-- Data follows --
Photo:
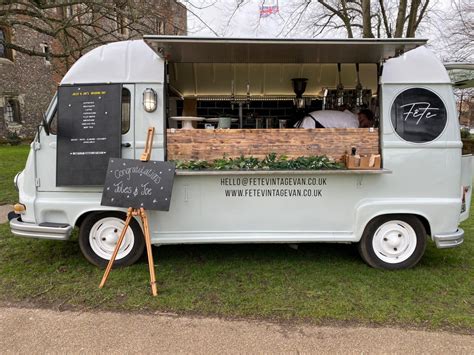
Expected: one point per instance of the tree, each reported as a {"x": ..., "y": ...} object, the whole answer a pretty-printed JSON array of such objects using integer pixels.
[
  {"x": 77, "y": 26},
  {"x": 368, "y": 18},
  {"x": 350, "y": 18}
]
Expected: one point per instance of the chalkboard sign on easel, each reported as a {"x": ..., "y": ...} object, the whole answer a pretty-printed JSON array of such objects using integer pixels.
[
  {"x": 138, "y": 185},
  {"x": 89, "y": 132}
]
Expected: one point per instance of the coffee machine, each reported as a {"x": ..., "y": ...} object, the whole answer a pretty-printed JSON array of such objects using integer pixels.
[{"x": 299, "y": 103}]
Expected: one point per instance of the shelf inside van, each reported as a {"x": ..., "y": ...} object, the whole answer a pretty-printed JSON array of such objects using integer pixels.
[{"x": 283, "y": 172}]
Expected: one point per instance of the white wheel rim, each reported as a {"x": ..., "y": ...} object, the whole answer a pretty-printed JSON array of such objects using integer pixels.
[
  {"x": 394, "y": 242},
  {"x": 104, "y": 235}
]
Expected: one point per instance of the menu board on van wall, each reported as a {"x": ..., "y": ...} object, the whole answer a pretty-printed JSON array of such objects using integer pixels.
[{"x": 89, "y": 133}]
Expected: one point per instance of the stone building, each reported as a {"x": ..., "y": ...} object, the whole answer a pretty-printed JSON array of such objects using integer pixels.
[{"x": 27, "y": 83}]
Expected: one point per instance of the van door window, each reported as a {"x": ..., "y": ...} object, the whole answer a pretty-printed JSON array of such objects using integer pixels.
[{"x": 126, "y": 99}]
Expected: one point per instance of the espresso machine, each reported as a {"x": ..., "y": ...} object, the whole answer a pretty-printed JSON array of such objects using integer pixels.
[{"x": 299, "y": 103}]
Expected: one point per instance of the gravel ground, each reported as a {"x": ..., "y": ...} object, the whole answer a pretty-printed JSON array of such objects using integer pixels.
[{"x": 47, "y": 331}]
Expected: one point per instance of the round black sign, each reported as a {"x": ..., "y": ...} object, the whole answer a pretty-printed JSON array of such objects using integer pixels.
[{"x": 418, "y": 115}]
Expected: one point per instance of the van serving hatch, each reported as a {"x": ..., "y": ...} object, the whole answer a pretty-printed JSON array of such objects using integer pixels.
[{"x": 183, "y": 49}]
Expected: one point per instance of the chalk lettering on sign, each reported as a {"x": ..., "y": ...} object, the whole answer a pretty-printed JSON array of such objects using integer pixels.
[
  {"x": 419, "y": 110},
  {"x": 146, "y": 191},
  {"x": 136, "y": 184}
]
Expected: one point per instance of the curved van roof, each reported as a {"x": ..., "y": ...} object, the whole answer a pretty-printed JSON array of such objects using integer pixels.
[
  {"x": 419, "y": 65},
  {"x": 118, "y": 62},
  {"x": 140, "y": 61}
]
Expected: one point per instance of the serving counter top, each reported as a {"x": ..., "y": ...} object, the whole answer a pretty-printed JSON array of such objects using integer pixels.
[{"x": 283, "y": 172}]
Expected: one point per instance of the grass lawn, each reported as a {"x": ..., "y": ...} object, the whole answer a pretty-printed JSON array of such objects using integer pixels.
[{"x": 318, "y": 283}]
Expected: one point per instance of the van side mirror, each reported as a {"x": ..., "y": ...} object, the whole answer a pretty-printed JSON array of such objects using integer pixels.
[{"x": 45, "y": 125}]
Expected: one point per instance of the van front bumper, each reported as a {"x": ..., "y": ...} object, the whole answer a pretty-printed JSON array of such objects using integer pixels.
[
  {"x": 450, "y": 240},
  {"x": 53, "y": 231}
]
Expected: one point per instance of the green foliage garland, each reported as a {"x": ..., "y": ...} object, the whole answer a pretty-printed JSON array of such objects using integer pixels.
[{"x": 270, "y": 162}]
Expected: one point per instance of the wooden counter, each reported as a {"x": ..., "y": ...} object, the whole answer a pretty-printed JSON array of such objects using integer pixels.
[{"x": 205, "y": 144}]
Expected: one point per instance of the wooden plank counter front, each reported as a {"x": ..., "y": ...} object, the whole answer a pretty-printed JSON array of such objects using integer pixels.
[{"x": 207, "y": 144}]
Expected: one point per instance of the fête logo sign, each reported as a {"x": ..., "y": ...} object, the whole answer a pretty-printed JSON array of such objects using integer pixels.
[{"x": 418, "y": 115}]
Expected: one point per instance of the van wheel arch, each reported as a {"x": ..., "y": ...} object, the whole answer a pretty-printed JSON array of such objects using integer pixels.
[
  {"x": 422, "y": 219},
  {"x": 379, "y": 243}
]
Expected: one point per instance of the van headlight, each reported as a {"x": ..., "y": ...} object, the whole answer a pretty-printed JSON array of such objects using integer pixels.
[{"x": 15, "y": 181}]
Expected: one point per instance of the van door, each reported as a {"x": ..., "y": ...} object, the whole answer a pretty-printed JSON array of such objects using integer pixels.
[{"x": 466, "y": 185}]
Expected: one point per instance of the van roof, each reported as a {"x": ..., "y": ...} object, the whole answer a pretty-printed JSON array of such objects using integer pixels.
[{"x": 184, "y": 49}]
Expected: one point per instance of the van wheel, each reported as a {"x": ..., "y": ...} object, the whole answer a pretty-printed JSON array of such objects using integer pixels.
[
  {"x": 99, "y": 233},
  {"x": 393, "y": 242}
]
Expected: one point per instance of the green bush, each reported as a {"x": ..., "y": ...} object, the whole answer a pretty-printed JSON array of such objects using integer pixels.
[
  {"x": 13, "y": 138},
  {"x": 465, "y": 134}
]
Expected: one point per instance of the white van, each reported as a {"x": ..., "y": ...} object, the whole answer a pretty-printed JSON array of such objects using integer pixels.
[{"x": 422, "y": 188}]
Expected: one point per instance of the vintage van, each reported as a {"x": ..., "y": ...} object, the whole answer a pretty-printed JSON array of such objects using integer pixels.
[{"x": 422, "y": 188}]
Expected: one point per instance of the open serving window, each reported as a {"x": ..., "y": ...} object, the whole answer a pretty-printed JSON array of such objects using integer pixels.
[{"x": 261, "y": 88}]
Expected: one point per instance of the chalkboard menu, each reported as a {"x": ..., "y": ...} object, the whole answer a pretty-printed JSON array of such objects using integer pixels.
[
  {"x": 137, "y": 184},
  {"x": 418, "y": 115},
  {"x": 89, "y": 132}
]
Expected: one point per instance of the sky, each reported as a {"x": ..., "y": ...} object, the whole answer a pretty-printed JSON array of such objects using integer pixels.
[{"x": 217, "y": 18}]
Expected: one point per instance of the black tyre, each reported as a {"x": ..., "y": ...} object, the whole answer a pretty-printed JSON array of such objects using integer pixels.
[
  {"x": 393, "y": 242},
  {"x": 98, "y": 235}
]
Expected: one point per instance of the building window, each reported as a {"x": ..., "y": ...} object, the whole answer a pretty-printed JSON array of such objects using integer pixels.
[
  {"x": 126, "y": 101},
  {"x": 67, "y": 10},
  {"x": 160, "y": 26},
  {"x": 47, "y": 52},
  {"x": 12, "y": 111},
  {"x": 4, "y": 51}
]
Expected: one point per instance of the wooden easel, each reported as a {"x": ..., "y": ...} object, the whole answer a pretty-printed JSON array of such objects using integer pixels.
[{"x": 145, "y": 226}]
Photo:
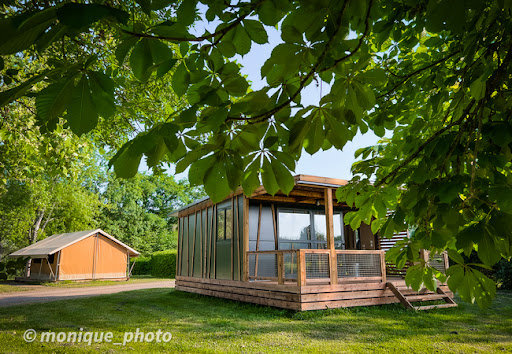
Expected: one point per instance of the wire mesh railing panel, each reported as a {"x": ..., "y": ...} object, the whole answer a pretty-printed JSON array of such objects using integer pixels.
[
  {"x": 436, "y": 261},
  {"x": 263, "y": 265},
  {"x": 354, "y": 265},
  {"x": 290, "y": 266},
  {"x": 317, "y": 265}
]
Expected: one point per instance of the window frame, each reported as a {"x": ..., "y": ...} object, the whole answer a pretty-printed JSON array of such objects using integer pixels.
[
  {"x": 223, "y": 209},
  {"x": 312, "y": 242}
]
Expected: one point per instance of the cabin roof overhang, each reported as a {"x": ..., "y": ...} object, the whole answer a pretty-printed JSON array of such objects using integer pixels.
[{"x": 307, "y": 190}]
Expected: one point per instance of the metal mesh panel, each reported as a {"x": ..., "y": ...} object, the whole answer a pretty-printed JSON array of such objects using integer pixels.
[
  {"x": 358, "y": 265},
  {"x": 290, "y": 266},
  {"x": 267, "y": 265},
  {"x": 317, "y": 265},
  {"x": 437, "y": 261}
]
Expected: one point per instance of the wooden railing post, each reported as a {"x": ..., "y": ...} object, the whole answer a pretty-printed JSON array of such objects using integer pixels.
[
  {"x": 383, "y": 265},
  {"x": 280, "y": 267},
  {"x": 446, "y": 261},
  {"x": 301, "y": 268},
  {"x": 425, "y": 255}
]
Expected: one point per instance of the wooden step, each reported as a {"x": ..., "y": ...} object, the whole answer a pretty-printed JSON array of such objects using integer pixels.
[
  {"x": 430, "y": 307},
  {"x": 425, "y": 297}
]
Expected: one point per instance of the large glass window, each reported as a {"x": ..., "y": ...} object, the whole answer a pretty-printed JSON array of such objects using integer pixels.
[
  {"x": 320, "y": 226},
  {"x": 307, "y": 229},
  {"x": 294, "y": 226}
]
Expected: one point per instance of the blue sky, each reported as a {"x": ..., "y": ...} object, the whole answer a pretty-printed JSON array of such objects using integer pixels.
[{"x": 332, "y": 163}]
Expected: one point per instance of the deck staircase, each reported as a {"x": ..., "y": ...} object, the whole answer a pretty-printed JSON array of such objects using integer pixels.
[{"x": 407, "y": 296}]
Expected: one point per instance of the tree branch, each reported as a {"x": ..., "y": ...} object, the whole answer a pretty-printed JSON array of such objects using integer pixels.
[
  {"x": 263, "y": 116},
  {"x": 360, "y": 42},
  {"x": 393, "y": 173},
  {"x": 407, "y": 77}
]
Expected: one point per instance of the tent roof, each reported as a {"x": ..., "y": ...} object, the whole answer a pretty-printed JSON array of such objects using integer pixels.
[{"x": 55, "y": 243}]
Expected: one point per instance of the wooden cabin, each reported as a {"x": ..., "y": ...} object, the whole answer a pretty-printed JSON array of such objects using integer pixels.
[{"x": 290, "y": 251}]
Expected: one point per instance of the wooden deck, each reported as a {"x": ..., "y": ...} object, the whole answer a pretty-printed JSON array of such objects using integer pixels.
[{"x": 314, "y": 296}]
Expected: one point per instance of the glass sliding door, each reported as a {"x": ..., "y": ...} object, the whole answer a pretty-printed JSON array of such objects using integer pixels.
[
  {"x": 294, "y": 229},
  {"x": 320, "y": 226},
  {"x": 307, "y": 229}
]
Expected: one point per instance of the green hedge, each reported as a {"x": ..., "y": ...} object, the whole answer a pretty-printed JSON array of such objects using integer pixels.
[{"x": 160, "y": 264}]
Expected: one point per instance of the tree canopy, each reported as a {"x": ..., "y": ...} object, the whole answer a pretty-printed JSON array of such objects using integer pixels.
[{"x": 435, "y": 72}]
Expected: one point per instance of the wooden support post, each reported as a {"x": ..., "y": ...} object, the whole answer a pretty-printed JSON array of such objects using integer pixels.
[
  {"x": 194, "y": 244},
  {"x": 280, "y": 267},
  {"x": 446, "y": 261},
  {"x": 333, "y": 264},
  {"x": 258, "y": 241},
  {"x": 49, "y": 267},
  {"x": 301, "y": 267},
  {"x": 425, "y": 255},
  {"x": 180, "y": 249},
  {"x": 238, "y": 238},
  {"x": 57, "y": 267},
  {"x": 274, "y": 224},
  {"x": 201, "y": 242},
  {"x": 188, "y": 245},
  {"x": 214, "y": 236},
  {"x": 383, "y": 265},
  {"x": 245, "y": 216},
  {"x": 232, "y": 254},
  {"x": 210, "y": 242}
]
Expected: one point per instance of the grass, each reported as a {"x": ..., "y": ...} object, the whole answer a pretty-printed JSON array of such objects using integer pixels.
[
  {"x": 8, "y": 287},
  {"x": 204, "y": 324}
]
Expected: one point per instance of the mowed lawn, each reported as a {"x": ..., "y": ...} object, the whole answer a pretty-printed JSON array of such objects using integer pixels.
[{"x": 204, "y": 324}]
-- Data concluded --
Work instruction
Please repeat, exactly and only, the lines from the one containing "Expected: one point per instance of the mowed" through the last line of the records, both included.

Answer space
Expected: one point per instance of the mowed lawn, each reported as a {"x": ..., "y": ...} object, the whole answer a pretty-printed JSON array of such objects using integer pixels.
[{"x": 204, "y": 324}]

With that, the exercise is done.